_Selected extract:_
Alice in Wonderland
Time Out New York Project: Issue #753, March 4–10, 2010
Dir. Tim Burton. 2010. PG. 108mins. Mia Wasikowska, Johnny Depp, Helena Bonham Carter, Anne Hathaway.
Apologies to all of you who’ve been looking forward to Lewis Carroll getting the Tim Burton treatment. For this loose amalga-daptation of both Alice’s Adventures in Wonderland and Through the Looking-Glass, Burton is in dispassionate, for-hire mode, which means he’s more concerned with computer-generated eyesores than with the character, Alice Kingsley (Wasikowska), whose subconscious they’re meant to represent.
Alice is no longer a girl, but a woman in her late-teens facing an arranged marriage to a snooty stick-in-the-mud. While mulling her situation, our heroine is drawn back to Wonderland by the White Rabbit. It’s there that a prophecy is unveiled (damn prophecies!) saying Alice will slay the monstrous Jabberwock, who’s been terrorizing the land at the behest of the literally big-headed Red Queen (Carter).

(Stored records)
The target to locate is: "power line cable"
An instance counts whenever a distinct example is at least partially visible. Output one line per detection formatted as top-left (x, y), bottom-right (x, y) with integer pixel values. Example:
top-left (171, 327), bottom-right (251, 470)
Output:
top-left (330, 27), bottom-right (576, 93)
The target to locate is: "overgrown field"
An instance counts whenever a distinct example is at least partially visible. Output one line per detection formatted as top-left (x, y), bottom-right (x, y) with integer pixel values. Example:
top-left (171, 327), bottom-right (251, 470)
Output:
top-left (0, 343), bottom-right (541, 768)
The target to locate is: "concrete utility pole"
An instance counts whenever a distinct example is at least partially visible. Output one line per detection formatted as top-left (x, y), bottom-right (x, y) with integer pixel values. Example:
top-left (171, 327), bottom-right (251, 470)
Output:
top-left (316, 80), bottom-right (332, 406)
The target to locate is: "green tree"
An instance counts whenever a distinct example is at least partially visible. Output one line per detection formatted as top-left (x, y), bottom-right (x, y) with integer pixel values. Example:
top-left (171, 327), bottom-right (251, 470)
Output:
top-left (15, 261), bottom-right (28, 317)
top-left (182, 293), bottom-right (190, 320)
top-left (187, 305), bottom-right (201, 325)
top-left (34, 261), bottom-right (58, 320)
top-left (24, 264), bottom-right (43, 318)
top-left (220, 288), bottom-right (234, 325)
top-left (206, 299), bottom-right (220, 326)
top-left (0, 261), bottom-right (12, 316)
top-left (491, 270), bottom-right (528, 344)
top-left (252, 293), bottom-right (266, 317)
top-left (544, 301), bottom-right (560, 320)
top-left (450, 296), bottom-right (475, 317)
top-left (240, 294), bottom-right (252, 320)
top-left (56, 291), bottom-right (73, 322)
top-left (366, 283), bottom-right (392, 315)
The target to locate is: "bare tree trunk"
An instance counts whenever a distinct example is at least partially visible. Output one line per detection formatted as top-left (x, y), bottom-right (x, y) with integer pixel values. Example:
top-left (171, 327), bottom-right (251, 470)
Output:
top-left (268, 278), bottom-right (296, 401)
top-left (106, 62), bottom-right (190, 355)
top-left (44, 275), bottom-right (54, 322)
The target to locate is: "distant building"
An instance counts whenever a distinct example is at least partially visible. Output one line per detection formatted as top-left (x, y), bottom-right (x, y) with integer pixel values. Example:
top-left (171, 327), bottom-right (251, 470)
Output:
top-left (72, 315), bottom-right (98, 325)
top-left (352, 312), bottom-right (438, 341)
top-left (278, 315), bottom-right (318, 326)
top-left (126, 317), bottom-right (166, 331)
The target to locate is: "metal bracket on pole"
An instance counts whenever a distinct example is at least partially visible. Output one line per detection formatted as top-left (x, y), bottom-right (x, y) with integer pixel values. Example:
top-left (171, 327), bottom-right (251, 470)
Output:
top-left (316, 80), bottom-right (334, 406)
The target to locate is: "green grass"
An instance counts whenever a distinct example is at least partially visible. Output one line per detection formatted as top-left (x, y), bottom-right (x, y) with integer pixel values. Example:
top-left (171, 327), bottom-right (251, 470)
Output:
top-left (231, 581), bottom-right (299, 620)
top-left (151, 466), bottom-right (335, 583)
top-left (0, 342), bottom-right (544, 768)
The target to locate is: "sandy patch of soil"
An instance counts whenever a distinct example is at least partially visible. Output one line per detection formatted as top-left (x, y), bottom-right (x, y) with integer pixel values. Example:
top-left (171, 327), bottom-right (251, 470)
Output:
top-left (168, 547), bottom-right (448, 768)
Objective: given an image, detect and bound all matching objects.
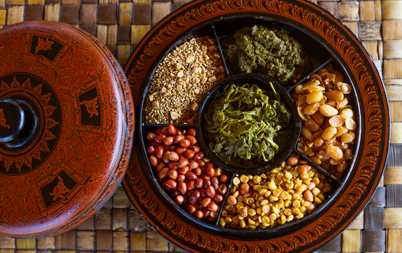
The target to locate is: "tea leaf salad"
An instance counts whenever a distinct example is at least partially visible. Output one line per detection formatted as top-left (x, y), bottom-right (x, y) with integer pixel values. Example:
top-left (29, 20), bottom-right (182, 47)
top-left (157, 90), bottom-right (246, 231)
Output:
top-left (204, 83), bottom-right (291, 166)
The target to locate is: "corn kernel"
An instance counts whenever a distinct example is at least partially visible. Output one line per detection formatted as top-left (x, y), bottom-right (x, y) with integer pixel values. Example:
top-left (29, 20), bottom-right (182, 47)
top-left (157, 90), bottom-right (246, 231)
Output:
top-left (295, 184), bottom-right (307, 192)
top-left (269, 196), bottom-right (278, 202)
top-left (311, 187), bottom-right (320, 196)
top-left (232, 191), bottom-right (239, 198)
top-left (322, 186), bottom-right (332, 193)
top-left (286, 181), bottom-right (294, 189)
top-left (240, 175), bottom-right (249, 184)
top-left (262, 205), bottom-right (271, 213)
top-left (286, 215), bottom-right (294, 222)
top-left (236, 202), bottom-right (244, 210)
top-left (209, 212), bottom-right (219, 218)
top-left (283, 208), bottom-right (292, 216)
top-left (314, 197), bottom-right (322, 204)
top-left (258, 189), bottom-right (268, 196)
top-left (233, 177), bottom-right (240, 186)
top-left (232, 216), bottom-right (240, 225)
top-left (279, 191), bottom-right (289, 200)
top-left (317, 193), bottom-right (325, 201)
top-left (253, 176), bottom-right (261, 184)
top-left (268, 181), bottom-right (277, 190)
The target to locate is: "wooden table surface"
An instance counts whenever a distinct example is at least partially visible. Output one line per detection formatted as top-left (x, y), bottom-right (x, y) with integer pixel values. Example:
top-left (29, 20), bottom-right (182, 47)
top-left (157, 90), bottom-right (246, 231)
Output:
top-left (0, 0), bottom-right (402, 253)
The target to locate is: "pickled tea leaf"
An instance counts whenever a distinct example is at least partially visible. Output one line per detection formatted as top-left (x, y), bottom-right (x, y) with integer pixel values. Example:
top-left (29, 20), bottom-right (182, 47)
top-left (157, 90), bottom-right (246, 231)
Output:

_Exercise objective:_ For each statement, answer yes or no according to the review of Alice in Wonderland, and quote the words of the review that decide it. 1. The film draws on both Alice’s Adventures in Wonderland and Through the Looking-Glass. 2. In the film, Alice is still a young girl. 3. Alice is drawn back to Wonderland by the Mad Hatter.

_Complete response:_
1. Yes: "loose amalga-daptation of both Alice’s Adventures in Wonderland and Through the Looking-Glass"
2. No: "Alice is no longer a girl, but a woman in her late-teens"
3. No: "our heroine is drawn back to Wonderland by the White Rabbit"